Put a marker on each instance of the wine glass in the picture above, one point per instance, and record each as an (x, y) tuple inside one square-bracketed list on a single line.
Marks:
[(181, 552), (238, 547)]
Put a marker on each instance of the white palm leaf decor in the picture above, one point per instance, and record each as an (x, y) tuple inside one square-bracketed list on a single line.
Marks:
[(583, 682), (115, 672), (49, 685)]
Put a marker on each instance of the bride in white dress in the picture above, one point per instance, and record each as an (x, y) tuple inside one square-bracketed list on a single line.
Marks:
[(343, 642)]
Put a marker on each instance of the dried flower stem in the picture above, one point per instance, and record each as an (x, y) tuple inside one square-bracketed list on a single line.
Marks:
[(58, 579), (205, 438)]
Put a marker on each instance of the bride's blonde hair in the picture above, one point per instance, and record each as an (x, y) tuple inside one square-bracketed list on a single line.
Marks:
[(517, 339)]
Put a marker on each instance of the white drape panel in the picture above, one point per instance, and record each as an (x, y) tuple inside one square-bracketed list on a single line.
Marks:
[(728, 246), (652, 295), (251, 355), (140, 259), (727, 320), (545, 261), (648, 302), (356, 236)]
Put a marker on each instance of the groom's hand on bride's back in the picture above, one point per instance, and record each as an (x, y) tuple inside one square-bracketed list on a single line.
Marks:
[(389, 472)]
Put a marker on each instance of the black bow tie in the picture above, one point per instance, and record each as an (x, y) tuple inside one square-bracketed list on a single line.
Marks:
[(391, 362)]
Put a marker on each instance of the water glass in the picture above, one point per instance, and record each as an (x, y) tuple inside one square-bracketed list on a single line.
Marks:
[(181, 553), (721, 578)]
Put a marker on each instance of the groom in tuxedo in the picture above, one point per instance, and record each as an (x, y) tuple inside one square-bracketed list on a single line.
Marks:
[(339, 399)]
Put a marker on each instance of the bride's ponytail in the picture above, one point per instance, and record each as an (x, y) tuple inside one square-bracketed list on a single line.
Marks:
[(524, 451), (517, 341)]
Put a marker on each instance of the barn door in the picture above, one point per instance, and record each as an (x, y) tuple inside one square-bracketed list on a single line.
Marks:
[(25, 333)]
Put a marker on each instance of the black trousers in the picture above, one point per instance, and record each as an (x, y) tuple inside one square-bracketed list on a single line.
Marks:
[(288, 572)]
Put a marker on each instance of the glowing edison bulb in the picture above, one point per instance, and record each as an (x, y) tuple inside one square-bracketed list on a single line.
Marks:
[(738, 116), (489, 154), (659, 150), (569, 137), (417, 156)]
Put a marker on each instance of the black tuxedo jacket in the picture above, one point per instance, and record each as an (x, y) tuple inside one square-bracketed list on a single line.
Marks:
--
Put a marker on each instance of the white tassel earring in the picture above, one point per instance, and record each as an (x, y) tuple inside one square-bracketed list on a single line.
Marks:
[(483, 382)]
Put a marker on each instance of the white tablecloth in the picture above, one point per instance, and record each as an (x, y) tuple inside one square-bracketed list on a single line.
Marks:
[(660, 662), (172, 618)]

## Requirement
Rewrite the stretch of the listing from the line containing "Put a marker on each instance of the wine" through the line containing "[(517, 339)]", replacing "Marks" with "Points" and changing nothing else.

## Solution to this task
Put a marker on each instance of the wine glass in the picture above, one point per instance, and record each as an (x, y) tuple inside one square-bracketed list on a single line.
Points:
[(181, 552), (238, 547)]
Put a marker on each instance of the white palm leaf decor in the picture above, one point per instance, and record each as an (x, y) tuple inside one square-bracketed list on a single line.
Points:
[(583, 682), (115, 672), (49, 685)]
Put a marker on each instance of the bride in white dress in the picture above, one point per instance, and record each as an (x, y) tuple inside one square-bracketed list on a single line.
Points:
[(343, 642)]
Put a marker on each instance of the dried flower stem in the picture above, one point per instance, and record each as an (x, y) tuple inside one square-bracketed list on a single line.
Points:
[(58, 579), (205, 438)]
Put a marker on each instance of the bride's blonde hair in the picture above, one point per instance, and record each as an (x, y) tuple inside one square-bracketed list on a single line.
Points:
[(517, 339)]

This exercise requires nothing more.